Referring expression pointing data

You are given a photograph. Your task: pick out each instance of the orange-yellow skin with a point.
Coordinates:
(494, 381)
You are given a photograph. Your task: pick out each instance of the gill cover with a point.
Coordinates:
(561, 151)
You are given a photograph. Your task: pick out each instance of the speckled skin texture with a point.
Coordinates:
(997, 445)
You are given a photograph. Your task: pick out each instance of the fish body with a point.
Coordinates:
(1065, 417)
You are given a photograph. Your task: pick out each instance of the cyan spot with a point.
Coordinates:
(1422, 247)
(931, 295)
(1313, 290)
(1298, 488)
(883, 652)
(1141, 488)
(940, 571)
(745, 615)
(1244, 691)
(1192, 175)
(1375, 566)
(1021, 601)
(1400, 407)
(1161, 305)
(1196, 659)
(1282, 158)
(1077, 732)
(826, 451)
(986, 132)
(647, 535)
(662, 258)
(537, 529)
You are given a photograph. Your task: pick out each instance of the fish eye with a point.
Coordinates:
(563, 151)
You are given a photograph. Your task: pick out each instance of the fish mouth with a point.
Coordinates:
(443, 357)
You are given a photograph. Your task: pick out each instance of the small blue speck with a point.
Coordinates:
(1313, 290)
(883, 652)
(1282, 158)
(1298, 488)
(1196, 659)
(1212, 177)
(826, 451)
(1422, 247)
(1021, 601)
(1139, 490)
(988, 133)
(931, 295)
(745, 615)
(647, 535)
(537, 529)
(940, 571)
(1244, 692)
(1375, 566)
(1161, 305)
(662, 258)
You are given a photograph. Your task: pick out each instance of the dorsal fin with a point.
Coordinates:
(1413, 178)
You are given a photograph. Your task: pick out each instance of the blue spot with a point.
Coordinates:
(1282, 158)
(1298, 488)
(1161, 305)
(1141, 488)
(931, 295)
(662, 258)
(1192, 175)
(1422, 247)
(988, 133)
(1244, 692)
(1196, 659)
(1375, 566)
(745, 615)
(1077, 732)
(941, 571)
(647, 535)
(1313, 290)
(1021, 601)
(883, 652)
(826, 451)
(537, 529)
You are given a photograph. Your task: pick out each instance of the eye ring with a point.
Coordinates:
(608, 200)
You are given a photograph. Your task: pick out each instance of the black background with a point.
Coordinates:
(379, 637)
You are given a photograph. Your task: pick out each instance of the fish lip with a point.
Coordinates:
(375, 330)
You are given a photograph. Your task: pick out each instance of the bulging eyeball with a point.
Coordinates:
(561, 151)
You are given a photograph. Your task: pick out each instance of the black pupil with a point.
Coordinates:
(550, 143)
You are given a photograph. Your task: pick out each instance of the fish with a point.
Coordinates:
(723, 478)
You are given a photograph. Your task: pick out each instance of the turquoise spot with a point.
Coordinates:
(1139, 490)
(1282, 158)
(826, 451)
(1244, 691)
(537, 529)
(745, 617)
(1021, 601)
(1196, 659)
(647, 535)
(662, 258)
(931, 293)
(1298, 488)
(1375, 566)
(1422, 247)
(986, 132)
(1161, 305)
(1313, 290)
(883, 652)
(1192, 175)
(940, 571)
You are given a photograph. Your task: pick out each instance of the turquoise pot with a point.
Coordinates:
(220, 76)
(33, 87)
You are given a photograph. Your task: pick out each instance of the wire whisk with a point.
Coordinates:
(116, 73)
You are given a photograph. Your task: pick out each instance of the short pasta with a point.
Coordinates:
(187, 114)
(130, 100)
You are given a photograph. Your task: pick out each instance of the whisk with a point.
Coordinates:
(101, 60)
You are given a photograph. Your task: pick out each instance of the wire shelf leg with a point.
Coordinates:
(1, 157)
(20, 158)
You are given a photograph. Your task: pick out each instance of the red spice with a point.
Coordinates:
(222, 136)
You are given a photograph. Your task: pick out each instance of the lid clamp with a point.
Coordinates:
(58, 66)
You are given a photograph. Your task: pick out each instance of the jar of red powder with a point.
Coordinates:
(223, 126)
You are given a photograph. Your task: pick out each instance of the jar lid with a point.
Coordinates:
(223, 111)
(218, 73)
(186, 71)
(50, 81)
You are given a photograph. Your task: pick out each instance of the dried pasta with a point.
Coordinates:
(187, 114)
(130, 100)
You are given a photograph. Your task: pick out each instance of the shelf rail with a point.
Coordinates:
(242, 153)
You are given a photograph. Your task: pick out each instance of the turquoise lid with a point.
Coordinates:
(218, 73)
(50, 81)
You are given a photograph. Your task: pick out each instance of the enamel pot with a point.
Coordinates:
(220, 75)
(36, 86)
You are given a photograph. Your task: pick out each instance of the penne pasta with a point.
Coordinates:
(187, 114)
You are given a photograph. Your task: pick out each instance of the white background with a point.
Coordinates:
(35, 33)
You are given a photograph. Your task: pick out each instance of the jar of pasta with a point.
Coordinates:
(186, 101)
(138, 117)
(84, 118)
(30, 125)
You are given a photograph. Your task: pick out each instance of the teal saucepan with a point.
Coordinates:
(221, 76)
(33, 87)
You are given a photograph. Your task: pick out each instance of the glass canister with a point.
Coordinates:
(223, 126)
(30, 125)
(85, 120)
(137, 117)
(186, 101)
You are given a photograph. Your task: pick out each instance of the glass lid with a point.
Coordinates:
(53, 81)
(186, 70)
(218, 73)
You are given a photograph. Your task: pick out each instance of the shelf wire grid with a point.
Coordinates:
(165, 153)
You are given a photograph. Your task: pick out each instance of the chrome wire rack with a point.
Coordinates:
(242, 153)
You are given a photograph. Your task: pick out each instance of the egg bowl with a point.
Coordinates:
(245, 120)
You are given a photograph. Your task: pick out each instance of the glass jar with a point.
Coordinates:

* _Work request_
Word for word, write out each record shown above.

* _Response to this exercise_
You are given a photograph. Your task: pick out each instance of the orange-yellow skin with a point.
Coordinates:
(494, 381)
You are given a photograph. Your task: pick out each instance of the gill cover with a point.
Coordinates:
(561, 151)
You are given a photograph. Your task: pick out each instance of the speckled skin texture with a point.
Coordinates:
(997, 445)
You are given a photograph. Your task: pick out each instance of the fish body with a point.
Coordinates:
(1065, 417)
You are given a photograph. Your task: pick out each instance of the cyan spot with a point.
Coordinates:
(1422, 247)
(931, 295)
(1313, 290)
(1298, 488)
(883, 652)
(1141, 488)
(940, 571)
(745, 615)
(1244, 691)
(1192, 175)
(1375, 566)
(1021, 601)
(1400, 407)
(1161, 305)
(1196, 659)
(1282, 158)
(1077, 732)
(826, 451)
(986, 132)
(647, 535)
(662, 258)
(537, 529)
You are given a photograph. Your task: pick out each instance of the fish eye with a point.
Coordinates:
(563, 151)
You are given a photograph. Your task: pick out each instance of the fish mouth with a point.
Coordinates:
(443, 357)
You are given a photograph. Your task: pick out each instance of the small blue speck with a point.
Coordinates:
(1313, 290)
(883, 652)
(1282, 158)
(1298, 488)
(1196, 659)
(1212, 177)
(826, 451)
(1422, 247)
(1021, 601)
(1139, 490)
(988, 133)
(931, 295)
(745, 615)
(647, 535)
(537, 529)
(940, 571)
(1244, 692)
(1375, 566)
(1161, 305)
(662, 258)
You are given a photograph. Your task: pick out each instance of the dorsal fin with a point.
Coordinates:
(1413, 178)
You are given a photograph. Your task: pick out each instance of the blue spot with a point.
Coordinates:
(1282, 158)
(1298, 488)
(1161, 305)
(1141, 488)
(931, 295)
(662, 258)
(1192, 175)
(1422, 247)
(988, 133)
(1244, 692)
(1196, 659)
(1375, 566)
(745, 615)
(1077, 732)
(941, 571)
(647, 535)
(1313, 290)
(1021, 601)
(883, 652)
(826, 451)
(537, 529)
You are given a photograph. Your task: pick out each instance of the eye ring with a point.
Coordinates:
(608, 200)
You are given a photograph. Your task: pick out each instance of the black background with a point.
Coordinates:
(379, 637)
You are given a photograph. Your task: pick out each instance of the fish lip with a point.
Coordinates:
(375, 330)
You are given a photograph. Your task: pick out each instance of the bulging eyeball with a point.
Coordinates:
(561, 151)
You are given a photograph. Your task: pick out each instance of the black pupil with a point.
Coordinates:
(550, 143)
You are given a photograph. Your task: pick out each instance of the fish with a point.
Coordinates:
(723, 478)
You are given a photograph. Your task: pick out each instance of the turquoise spot with a point.
Coordinates:
(1139, 490)
(1282, 158)
(826, 451)
(1244, 691)
(537, 529)
(745, 617)
(1021, 601)
(1196, 659)
(647, 535)
(662, 258)
(931, 293)
(1298, 488)
(1375, 566)
(1422, 247)
(986, 132)
(1161, 305)
(1313, 290)
(883, 652)
(1192, 175)
(940, 571)
You are given a photograph. Your task: pick out each instance of the turquoise pot with a point.
Coordinates:
(220, 76)
(33, 87)
You are given a photograph. Your task: pick out each instance of the wire whisk with a point.
Coordinates:
(116, 73)
You are given a photograph. Your task: pick out each instance of the short pasta with a point.
Coordinates:
(187, 114)
(130, 100)
You are given a photograph. Your task: pick out each instance of the whisk with a point.
Coordinates:
(101, 60)
You are given a photograph. Your task: pick out each instance of the wire shelf leg with a point.
Coordinates:
(1, 157)
(20, 158)
You are given a photograph. Your task: pick out each instance of the red spice with a point.
Coordinates:
(222, 136)
You are given a photograph. Your task: pick out each instance of the lid clamp with a point.
Coordinates:
(58, 66)
You are given a photograph. Your task: pick out each instance of the jar of red powder with a point.
Coordinates:
(223, 126)
You are given a photograph. Your task: pick out each instance of the jar lid with a point.
Coordinates:
(223, 111)
(218, 73)
(186, 71)
(50, 81)
You are given a photograph. Your task: pick out each instance of the dried pasta with a point.
Coordinates:
(187, 114)
(130, 100)
You are given a photograph. Your task: pick out each instance of the shelf rail with a point.
Coordinates:
(242, 153)
You are given a photograph. Your task: pick out each instance of the turquoise lid with a point.
Coordinates:
(218, 73)
(50, 81)
You are given a photograph. Your task: pick out each instance of the enamel pot with a point.
Coordinates:
(220, 75)
(36, 86)
You are given a photograph. Your task: pick out each instance of the penne pasta with a point.
Coordinates:
(187, 114)
You are given a photograph. Your task: pick out each instance of the white background with a point.
Coordinates:
(35, 33)
You are given a photograph. Your task: pick out each instance of the jar of pasta with a point.
Coordinates:
(186, 101)
(138, 117)
(84, 118)
(30, 125)
You are given a photograph. Your task: pick out each instance of the teal saucepan with a point.
Coordinates:
(221, 76)
(33, 87)
You are given a photograph. Your task: pick out each instance of the glass canister with a point.
Coordinates:
(223, 126)
(30, 125)
(85, 120)
(137, 117)
(186, 101)
You are given a photograph. Your task: pick out each instance of the glass lid with a point.
Coordinates:
(53, 81)
(186, 70)
(218, 73)
You are given a photograph. Your task: pick out each instance of the shelf wire grid with a point.
Coordinates:
(165, 153)
You are given a photograph. Your task: pick out each instance of the chrome wire rack with a point.
Coordinates:
(242, 153)
You are given a photograph. Your task: pick out each instance of the egg bowl with a point.
Coordinates:
(245, 120)
You are given a photograph. Your task: pick out each instance of the glass jar with a point.
Coordinates:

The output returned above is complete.